▸ **Given records**:
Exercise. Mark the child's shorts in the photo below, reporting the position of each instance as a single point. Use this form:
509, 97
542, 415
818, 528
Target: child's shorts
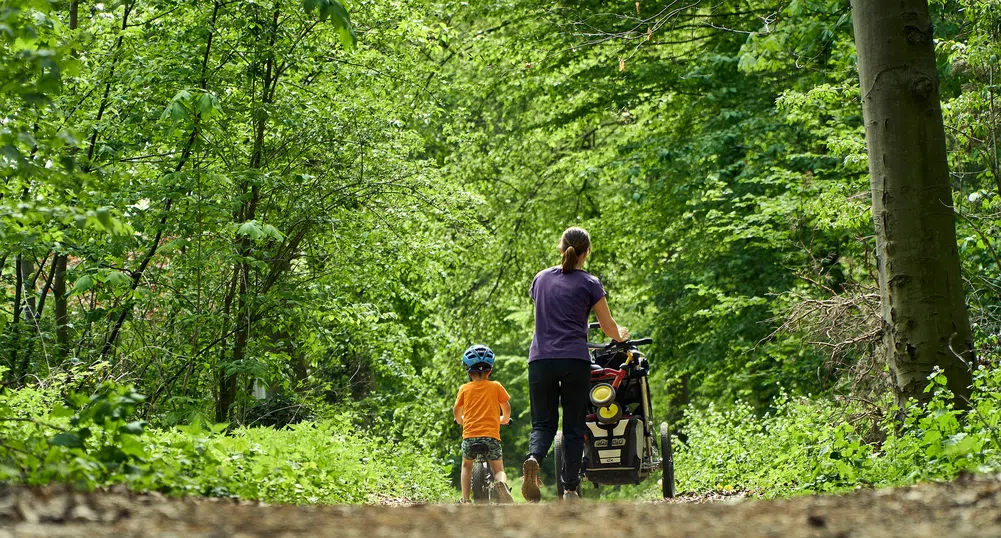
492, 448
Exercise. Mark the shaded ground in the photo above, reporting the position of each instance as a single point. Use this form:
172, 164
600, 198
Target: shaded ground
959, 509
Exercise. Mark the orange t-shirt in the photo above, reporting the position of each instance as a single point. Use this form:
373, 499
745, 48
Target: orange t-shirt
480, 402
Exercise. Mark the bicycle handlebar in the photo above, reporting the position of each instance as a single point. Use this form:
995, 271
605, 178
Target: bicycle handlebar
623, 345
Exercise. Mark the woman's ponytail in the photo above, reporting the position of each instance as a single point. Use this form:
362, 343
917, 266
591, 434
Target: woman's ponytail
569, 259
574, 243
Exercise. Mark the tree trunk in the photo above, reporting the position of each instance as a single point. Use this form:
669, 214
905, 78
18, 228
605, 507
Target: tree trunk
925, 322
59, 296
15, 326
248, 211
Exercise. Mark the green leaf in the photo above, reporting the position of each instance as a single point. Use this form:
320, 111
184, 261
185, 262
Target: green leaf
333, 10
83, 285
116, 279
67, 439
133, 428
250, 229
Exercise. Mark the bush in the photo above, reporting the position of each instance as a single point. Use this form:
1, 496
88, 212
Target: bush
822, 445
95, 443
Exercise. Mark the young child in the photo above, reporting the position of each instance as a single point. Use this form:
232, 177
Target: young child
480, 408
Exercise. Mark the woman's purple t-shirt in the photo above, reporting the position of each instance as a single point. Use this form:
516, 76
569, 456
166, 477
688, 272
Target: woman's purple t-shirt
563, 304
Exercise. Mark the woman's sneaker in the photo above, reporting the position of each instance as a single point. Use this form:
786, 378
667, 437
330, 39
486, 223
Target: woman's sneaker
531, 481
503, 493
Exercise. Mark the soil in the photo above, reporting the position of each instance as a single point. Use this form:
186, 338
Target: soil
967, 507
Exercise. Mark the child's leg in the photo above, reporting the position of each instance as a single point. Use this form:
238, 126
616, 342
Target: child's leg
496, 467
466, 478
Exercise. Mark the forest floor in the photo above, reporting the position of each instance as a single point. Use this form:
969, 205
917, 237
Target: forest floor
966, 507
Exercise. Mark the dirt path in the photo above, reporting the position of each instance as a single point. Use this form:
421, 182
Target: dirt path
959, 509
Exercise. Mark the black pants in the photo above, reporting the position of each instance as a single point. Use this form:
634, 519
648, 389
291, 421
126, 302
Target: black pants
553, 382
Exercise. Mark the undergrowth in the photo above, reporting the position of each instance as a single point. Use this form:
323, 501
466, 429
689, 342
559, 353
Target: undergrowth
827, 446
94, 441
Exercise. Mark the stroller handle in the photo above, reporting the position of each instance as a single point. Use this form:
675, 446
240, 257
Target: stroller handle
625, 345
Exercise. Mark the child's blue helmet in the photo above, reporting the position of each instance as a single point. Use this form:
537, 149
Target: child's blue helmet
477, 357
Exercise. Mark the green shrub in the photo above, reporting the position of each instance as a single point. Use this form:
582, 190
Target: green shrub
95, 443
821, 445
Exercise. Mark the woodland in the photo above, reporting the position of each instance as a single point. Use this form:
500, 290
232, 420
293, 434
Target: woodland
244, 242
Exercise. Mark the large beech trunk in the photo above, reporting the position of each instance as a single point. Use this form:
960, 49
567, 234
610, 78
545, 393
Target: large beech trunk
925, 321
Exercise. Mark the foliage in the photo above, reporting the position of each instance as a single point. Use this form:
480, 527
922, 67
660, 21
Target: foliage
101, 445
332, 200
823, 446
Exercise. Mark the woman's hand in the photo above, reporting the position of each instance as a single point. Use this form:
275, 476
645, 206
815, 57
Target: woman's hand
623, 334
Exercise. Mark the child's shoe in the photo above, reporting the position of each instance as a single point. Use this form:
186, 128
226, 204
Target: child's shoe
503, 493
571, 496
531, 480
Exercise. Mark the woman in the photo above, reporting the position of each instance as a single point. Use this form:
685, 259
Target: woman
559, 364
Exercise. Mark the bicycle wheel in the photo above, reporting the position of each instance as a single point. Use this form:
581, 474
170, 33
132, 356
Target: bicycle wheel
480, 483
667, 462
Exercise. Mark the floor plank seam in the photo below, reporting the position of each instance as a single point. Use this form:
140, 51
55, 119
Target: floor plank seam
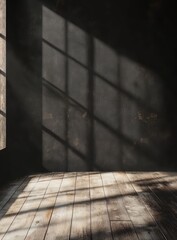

▸ **To do**: Copy the material above exactly and drop the pictures.

▸ **Output**:
Exercise. Mark the child's shorts in the photo below, reporting the position of each instance as a single point. Use this form:
509, 97
542, 415
818, 528
Target: child's shorts
492, 448
Exercise. Mark the shaded ground in the photo above, reporting the position of each instance as a single point. Use this form:
172, 164
600, 198
Target: shaded ground
959, 509
Exercise. Mark the orange t-shirt in the photo above, reporting the position of each instance as a single point. Use this form:
373, 499
745, 48
Target: orange t-shirt
480, 402
Exercise. Mark the bicycle handlebar in the photo above, reporting the position of each instance as a single point. Use this form:
995, 271
605, 178
Target: bicycle handlebar
623, 345
Exercise. Mark the woman's ponytail in the photo above, reporting the position of each instance as a single point. Use this form:
362, 343
917, 266
591, 434
Target: woman's ponytail
569, 259
574, 243
Exercise. Mark the tree trunk in the photo above, reporting the position of each instance as a single point. Use this form:
669, 214
905, 78
18, 228
605, 507
Target: tree trunk
925, 322
59, 296
15, 326
248, 211
Exercise. Mark the green leaf in the photo above, reporting the position of each instance as a single point. Use this form:
320, 111
184, 261
185, 262
Target: green leaf
333, 10
83, 285
116, 279
67, 439
133, 428
250, 229
Exercise. Mark the bush in the photo above, reporting the position of each instance as a single point. Use this form:
1, 496
88, 212
Target: bush
822, 445
95, 443
Exercise. Mark the young child in the photo above, reporting the position of each instance as a single point. Use this form:
232, 177
Target: young child
480, 408
Exercise. Mark the woman's purple t-shirt in the photo above, reporting the position of each instance as a single point. Use this form:
516, 76
569, 456
166, 477
688, 272
Target: woman's purple t-shirt
563, 304
Exercise. Mark the woman's sneaker in the photo above, reporting the position of each instance as a single point. Use this form:
786, 378
667, 437
330, 39
486, 223
Target: woman's sneaker
531, 481
503, 493
Exercise. Mark the soil in the photo above, reporting the position of each instance as a single point. Use this form:
186, 338
Target: soil
967, 507
Exercise. Mark the child's leg in the photo above, reporting the position of each instance as a single point. Use this form:
238, 126
616, 342
Target: child's leg
496, 467
466, 478
Exercise. Mark the forest floor in the photo above, reporting the position of each instance as a single point. Use this form:
969, 205
917, 237
Target: forest floor
966, 507
Exercise. Mark the dirt path in the photo above, reporting the position of each instance as a single point. Use this form:
421, 182
Target: dirt path
959, 509
Exercise. Mark the black pants in the photo above, reporting the position of each instance as a single point. Use this form:
634, 519
648, 389
291, 421
126, 302
Target: black pants
553, 382
Exercise. Mark the undergrowth in the photo above, reporting the position of each instance as a single point. Use this form:
323, 501
466, 429
689, 342
559, 353
Target: undergrowth
827, 446
94, 441
Exercise. Mark the stroller handle in the photo above, reporting the position of each instance as a single point. Use this form:
675, 446
240, 257
Target: stroller handle
625, 345
Exercise. Mark the child's blue helmet in the photo above, reporting the position of each instance as a single point. Use this form:
537, 149
Target: child's blue helmet
477, 357
Exercise. Mark the green shrub in the photo above, reporting the position of each instance as a single point. Use this form:
582, 190
Target: green shrub
95, 443
821, 445
Exercise. Mark the woodland in the photo above, reporting the position of each instance as a single point. Use this form:
500, 290
232, 420
293, 434
Target: woodland
244, 242
Exercise. Mark the large beech trunk in the photo above, reporting the position of each instance as a single point. Use this form:
960, 49
567, 234
610, 78
545, 393
Target: large beech trunk
925, 321
Exercise. Mark the foliage in the photo above, reporting the position of each instance as a single point. Use this form:
480, 527
922, 67
660, 21
Target: foliage
101, 445
332, 200
823, 446
Exercise. Mark the woman's hand in the photo above, reporting the position of each instance as a single point. Use this form:
275, 476
645, 206
815, 57
Target: woman's hand
623, 334
Exercise. Mark the child's shoe in the photo above, reporting the position of each instance as a single point. Use this form:
186, 128
226, 204
Target: child's shoe
503, 493
571, 496
531, 480
Exercise. Mark the woman in the photo above, reporting the position of each instance as a single point. Use this form:
685, 259
Target: woman
559, 364
Exercise. Mark the bicycle wheel in the photo above, reporting the position of each instance as a single point. Use this form:
581, 474
170, 33
132, 356
Target: bicycle wheel
480, 483
667, 462
Exercise. Mark the floor plank seam in the photo below, reporting the position of each instance as a single point. Use this form:
140, 51
55, 119
Target: floor plank seam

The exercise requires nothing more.